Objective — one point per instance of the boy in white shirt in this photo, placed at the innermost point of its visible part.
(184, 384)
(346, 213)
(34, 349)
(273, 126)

--

- Written instruction: Lay out the records above as a Markdown table with the columns Row and Record line, one numbered row per line, leaving out any blank lines.

- Task solution:
| Row | Record line |
|---|---|
| 1 | Objective — one point per instance of the boy in white shirt in this photo, placed at the innermost point of its visible part. |
| 2 | (184, 384) |
| 3 | (346, 213) |
| 4 | (34, 349) |
| 5 | (273, 126) |